▶ _Trecho do texto_:
________________________________________

Ela acredita que a recente mobilização abre um novo capítulo na indústria, uma vez que pretensos assediadores “pensarão duas vezes” e mulheres terão mais força para se proteger e compartilhar suas histórias. Mas isso não quer dizer que o público reaja da mesma forma: “Quanto ao público, eu gostaria de ser otimista e dizer que vão mudar suas opiniões, mas não acho que isso vai mudar logo”. O remédio seriam mais mulheres na indústria, a fim de “ter elas junto nos seus jogos e escrever com elas, não só sobre elas”. Ainda segundo Porfírio, a mobilização também já teve impacto no Brasil, uma vez que mulheres do ramo começaram a trocar relatos entre si, oferecendo proteção psicológica e até, em alguns casos, vindo a público.

________________________________________

▶ _Dados fornecidos_:
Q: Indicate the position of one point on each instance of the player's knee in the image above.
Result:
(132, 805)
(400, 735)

________________________________________

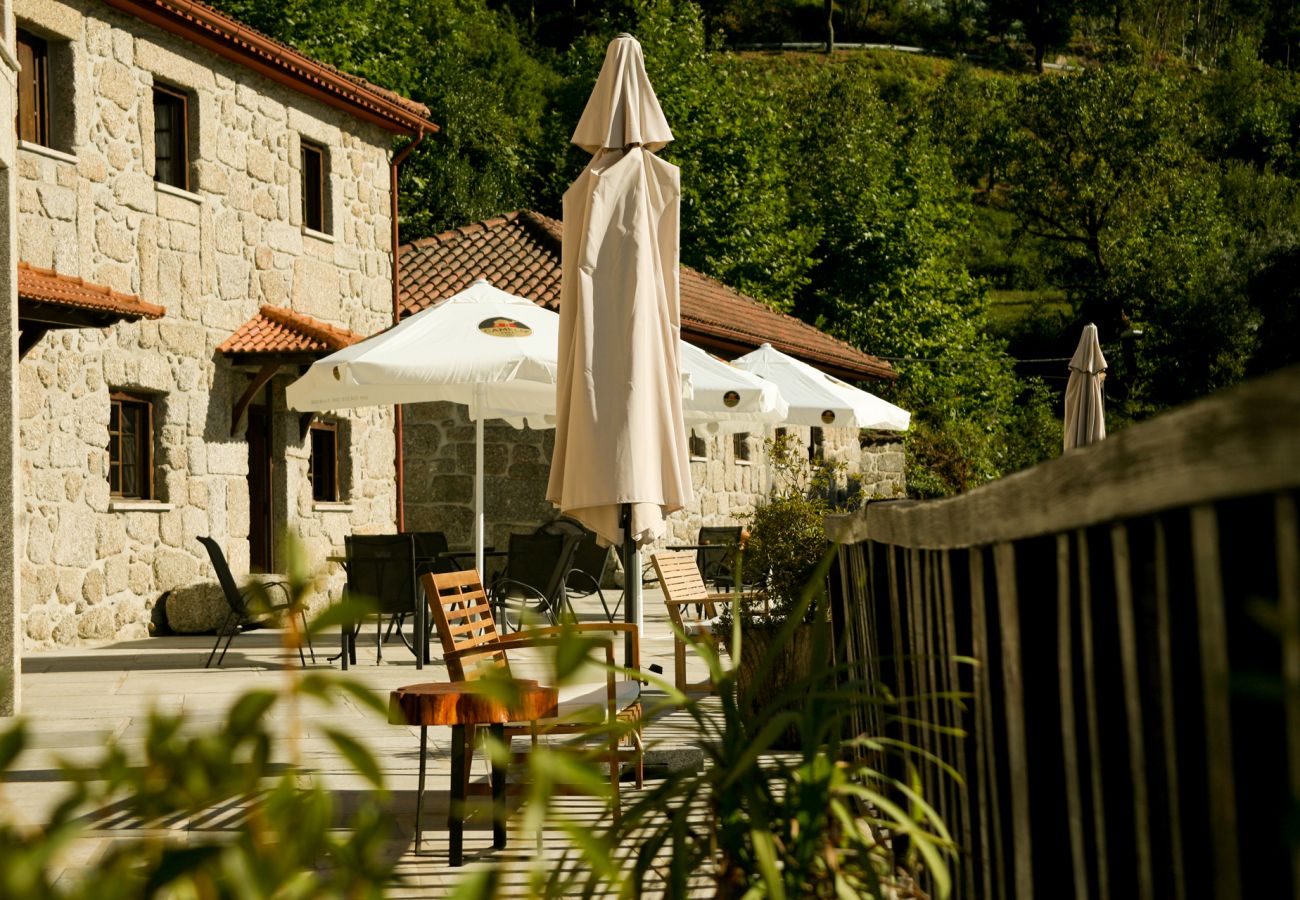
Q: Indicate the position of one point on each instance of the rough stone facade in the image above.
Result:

________________________________________

▶ _Tarefa 1_:
No trecho sobre a mobilização contra o assédio na indústria de jogos, qual seria o remédio para mudar a reação do público?
▶ _Tarefa 2_:
Por favor, dê continuidade ao trecho sobre a mobilização contra o assédio na indústria de jogos a partir da última frase apresentada.

▶ _Resposta 1_:
Mais mulheres na indústria, para "ter elas junto nos seus jogos e escrever com elas, não só sobre elas".

▶ _Resposta 2_:
A estudante de Medicina Nathália Fernandes, de 24 anos, não é desenvolvedora de games, mas é uma jogadora renomada de Pokémon TCG , vencedora de campeonatos regionais e que compete ao menos duas vezes por ano em torneios internacionais. Incentivada pelos relatos no exterior, ela usou seu perfil do Twitter na segunda-feira para relatar um caso de violência sexual que contou ter ocorrido no campeonato mundial do jogo, realizado em Washington há duas semanas, envolvendo um outro jogador brasileiro, que considerava amigo até então. Fernandes afirmou ter sido vítima de comentários inapropriados durante toda a viagem e de investidas enquanto estava dormindo, uma vez que compartilhavam o quarto.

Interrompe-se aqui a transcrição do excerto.